Stored entries:
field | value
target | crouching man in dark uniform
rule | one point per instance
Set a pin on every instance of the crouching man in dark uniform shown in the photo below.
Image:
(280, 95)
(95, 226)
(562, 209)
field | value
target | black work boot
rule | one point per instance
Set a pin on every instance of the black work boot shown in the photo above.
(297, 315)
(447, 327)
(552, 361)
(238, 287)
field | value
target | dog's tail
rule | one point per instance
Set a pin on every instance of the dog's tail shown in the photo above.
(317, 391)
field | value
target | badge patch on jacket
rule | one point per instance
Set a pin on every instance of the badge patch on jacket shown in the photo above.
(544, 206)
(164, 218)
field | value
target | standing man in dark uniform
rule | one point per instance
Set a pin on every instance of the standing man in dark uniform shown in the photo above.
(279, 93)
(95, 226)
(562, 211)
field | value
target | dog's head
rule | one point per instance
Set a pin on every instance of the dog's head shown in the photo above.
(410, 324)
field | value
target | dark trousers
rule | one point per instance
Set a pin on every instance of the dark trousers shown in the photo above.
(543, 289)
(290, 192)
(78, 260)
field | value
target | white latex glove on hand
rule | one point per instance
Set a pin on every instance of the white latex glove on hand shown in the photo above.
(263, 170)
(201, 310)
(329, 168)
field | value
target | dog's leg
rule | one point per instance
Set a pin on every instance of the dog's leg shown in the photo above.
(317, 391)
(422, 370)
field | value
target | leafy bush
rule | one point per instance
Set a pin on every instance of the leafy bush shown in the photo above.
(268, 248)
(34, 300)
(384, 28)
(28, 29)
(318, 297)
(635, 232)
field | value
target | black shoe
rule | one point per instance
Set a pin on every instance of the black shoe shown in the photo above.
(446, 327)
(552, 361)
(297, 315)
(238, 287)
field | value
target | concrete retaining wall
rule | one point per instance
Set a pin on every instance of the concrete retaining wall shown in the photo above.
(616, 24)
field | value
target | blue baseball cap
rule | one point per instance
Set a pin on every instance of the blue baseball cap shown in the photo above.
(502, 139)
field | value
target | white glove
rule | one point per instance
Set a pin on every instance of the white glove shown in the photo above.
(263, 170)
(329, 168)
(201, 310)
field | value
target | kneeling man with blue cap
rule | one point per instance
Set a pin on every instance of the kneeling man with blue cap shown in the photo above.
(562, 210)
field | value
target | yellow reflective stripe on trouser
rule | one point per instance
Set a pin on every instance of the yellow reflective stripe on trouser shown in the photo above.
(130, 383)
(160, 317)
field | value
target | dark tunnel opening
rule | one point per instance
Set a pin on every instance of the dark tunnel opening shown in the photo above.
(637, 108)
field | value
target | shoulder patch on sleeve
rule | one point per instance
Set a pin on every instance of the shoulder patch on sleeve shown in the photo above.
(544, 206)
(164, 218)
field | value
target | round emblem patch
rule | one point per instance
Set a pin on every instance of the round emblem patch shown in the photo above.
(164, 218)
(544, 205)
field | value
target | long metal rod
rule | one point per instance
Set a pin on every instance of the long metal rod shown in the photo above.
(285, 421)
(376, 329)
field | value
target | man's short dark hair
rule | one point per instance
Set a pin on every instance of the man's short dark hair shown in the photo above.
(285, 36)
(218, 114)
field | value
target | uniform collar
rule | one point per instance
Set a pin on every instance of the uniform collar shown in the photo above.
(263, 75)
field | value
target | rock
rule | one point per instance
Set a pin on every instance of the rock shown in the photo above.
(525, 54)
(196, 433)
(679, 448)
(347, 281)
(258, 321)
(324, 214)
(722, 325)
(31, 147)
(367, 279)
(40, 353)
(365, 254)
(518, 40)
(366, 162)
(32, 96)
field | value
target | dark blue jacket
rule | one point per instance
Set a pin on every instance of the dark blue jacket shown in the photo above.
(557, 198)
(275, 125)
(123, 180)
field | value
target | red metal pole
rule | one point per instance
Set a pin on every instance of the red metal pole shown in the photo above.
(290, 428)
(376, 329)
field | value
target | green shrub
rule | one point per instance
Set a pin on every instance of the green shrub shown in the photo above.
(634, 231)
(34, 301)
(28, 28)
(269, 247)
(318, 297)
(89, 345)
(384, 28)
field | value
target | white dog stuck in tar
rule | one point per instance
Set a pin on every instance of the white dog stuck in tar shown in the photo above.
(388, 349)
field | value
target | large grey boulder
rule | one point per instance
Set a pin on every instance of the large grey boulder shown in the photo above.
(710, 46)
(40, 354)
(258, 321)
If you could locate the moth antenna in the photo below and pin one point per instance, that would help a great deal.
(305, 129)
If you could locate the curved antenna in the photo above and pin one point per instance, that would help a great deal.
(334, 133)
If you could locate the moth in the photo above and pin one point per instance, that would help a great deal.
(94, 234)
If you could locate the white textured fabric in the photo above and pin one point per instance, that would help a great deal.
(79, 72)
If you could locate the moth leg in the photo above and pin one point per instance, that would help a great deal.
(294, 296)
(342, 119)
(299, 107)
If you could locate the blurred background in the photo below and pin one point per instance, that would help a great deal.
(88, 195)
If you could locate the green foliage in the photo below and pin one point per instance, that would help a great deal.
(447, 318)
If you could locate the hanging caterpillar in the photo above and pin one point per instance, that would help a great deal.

■ PROBLEM TO SOLVE:
In the records above, find each line with the word "crouching" and copy it.

■ RESPONSE:
target | crouching man in dark uniform
Set a pin on every instance of the crouching man in dark uniform shown in the photo below.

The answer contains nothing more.